Texte fourni:
La Charrette fantôme
Un métrage, une image : Un carrosse pour Vienne (1966)
Une forêt de conte de fées défait, à
défaite (« Hitler fichu ») guillerette ; une paysanne pas
bavarde, veuve guère joyeuse de guerre affreuse, décidée, Dieu merci, à « réparer
l’injustice » d’un mari trop tôt parti, parce que pendu pour l’exemple
après avoir volé du ciment, tu m’en diras tant ; deux chevaux « braves »
au cœur et à l’écart du drame ; deux soldats à hue et à dia, le premier
malade, pessimiste, lucide, le second assez bon, au fond, « bon à rien »,
il le vaut bien, avec ses photographies de famille, son sommeil d’épuisé, d’employé
des pompes funèbres improvisé, où sa Mutter maternelle il appelle :
immobile road movie, dont le révisionnisme sentimentaliste évidemment déplut en Tchéco
coco, fable affable fournie en hommes mais flanquée d’une seule femme, Un
carrosse pour Vienne (aka le
plus pragmatique et moins satirique Un chariot pour Vienne) se fiche de
l’Autriche de Sissi la pasteurisée impératrice, prophétise en tant que survival, of course forestier, les slashers ricains pas uniquement des
années quatre-vingt. La « chasse gardée », la chasse à l’humain
gibier des « échappés », en raison de sa stylisation, de son réalisme
onirique, de son érotisme frigorifique, cf. le strip-tease à main armée, à chemise et sous-vêtement immaculés,
pourrait évoquer Belle de jour (1967) de Buñuel, car cloches/clochettes, hippomobile perverse, féminité tourmentée idem.

Entrées d'étiquetage de segmentation:
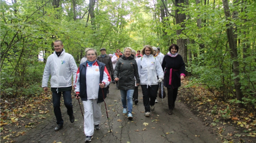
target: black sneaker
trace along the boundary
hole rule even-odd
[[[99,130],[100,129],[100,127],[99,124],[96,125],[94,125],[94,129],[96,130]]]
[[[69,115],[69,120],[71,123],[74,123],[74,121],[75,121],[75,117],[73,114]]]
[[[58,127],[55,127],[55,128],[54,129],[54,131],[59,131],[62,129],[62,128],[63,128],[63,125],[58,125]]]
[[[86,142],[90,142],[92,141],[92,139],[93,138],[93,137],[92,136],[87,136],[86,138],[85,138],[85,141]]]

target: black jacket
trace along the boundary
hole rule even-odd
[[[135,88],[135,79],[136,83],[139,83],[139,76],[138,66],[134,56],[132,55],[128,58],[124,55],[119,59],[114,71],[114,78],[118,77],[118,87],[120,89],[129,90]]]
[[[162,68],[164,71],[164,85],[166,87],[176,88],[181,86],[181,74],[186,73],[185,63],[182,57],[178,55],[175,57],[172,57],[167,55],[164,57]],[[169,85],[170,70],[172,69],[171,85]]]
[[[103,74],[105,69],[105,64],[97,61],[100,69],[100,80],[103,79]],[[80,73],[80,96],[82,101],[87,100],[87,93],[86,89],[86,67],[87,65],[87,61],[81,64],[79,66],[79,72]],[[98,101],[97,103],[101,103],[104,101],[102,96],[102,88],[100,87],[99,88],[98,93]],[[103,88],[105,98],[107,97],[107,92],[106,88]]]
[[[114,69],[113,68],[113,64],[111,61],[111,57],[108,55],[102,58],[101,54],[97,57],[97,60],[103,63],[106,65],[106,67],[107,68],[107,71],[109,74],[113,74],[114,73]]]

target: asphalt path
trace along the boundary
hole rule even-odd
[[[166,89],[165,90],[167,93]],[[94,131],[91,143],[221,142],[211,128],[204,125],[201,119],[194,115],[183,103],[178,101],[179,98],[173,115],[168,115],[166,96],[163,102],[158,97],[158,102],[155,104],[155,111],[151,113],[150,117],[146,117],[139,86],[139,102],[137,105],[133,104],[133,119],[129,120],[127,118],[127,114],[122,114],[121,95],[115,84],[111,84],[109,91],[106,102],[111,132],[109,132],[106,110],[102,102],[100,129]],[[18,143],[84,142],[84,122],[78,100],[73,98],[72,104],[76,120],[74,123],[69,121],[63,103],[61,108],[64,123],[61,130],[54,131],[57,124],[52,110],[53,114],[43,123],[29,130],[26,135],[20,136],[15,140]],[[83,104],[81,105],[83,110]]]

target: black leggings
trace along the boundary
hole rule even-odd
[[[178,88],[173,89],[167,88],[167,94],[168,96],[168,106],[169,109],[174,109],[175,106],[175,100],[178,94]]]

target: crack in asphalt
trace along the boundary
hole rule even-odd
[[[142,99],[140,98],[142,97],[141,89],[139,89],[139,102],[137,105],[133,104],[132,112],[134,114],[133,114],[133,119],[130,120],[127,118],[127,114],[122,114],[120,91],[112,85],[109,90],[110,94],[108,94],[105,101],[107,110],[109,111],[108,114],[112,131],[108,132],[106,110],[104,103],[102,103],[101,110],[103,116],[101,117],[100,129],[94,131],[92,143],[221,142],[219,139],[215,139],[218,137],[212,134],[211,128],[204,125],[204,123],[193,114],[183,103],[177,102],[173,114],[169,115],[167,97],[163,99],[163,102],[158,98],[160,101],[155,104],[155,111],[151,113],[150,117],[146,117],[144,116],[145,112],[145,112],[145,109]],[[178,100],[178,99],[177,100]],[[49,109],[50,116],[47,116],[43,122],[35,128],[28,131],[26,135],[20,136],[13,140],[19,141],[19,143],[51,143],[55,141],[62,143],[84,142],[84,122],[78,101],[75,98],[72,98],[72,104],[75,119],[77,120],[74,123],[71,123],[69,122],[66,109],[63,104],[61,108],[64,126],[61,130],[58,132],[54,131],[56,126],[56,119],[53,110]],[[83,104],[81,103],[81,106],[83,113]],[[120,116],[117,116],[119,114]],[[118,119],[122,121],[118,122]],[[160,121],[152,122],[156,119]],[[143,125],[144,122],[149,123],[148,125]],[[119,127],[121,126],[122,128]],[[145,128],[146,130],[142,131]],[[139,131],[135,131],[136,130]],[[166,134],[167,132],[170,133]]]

==

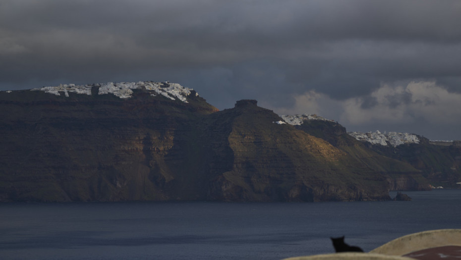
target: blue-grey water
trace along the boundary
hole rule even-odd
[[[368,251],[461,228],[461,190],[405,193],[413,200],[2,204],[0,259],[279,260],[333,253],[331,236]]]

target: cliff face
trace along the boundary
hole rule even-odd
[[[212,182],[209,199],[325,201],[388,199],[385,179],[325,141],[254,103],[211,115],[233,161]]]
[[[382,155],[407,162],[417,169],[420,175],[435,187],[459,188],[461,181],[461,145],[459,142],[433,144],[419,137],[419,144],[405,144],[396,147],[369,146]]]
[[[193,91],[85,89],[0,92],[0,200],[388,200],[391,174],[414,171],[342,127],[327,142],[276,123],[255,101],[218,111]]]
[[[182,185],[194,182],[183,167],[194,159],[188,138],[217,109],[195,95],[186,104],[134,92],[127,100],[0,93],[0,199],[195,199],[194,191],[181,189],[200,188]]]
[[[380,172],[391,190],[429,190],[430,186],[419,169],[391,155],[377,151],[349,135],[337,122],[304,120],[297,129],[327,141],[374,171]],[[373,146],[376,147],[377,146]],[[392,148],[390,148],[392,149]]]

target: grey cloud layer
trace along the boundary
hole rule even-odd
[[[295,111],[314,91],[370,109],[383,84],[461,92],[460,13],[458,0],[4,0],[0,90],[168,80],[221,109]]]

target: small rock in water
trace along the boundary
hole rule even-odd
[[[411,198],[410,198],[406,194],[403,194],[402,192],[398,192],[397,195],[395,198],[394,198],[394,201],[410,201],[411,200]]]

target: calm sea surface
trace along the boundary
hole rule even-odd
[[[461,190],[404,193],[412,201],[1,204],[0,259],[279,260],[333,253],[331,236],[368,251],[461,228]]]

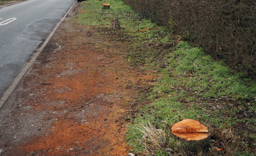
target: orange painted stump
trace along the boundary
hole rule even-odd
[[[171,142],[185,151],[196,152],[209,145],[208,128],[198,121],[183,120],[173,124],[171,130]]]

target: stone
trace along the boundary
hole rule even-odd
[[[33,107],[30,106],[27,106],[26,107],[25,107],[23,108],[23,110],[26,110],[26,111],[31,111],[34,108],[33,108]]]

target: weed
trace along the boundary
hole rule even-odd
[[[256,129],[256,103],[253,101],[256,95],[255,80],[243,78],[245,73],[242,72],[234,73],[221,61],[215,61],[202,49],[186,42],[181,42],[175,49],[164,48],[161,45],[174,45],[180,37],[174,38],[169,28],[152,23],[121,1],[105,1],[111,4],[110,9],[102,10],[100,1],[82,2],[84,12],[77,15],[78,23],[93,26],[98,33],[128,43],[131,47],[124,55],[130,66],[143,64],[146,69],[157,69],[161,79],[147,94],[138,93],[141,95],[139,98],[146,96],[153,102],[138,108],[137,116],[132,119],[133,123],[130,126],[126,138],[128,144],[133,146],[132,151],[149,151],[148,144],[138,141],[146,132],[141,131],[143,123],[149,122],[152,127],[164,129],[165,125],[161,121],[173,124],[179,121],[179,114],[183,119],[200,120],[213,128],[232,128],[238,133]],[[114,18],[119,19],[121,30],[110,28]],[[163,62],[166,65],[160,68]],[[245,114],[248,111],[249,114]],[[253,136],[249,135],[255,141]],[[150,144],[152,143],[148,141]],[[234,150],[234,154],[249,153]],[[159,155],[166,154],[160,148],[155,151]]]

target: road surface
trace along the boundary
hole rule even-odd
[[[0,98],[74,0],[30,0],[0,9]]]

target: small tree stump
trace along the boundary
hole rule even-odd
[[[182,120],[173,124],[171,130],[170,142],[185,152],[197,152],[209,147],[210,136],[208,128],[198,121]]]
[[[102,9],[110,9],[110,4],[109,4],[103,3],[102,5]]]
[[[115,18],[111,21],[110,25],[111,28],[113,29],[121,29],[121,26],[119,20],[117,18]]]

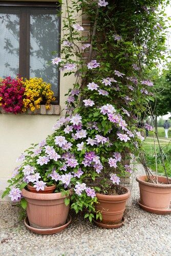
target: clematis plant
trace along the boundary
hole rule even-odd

Énoncé de l'exercice:
D'après la critique du film Un carrosse pour Vienne, répondez brièvement :
(a) De quelle année date le film ?
(b) Qu'avait volé le mari de la paysanne avant d'être pendu ?
(c) Quel film de Buñuel la critique évoque-t-elle, et de quelle année est-il ?
Ces données n'ont aucun lien avec le texte.

Exercice corrigé:
(a) 1966.
(b) Du ciment.
(c) Belle de jour, de 1967.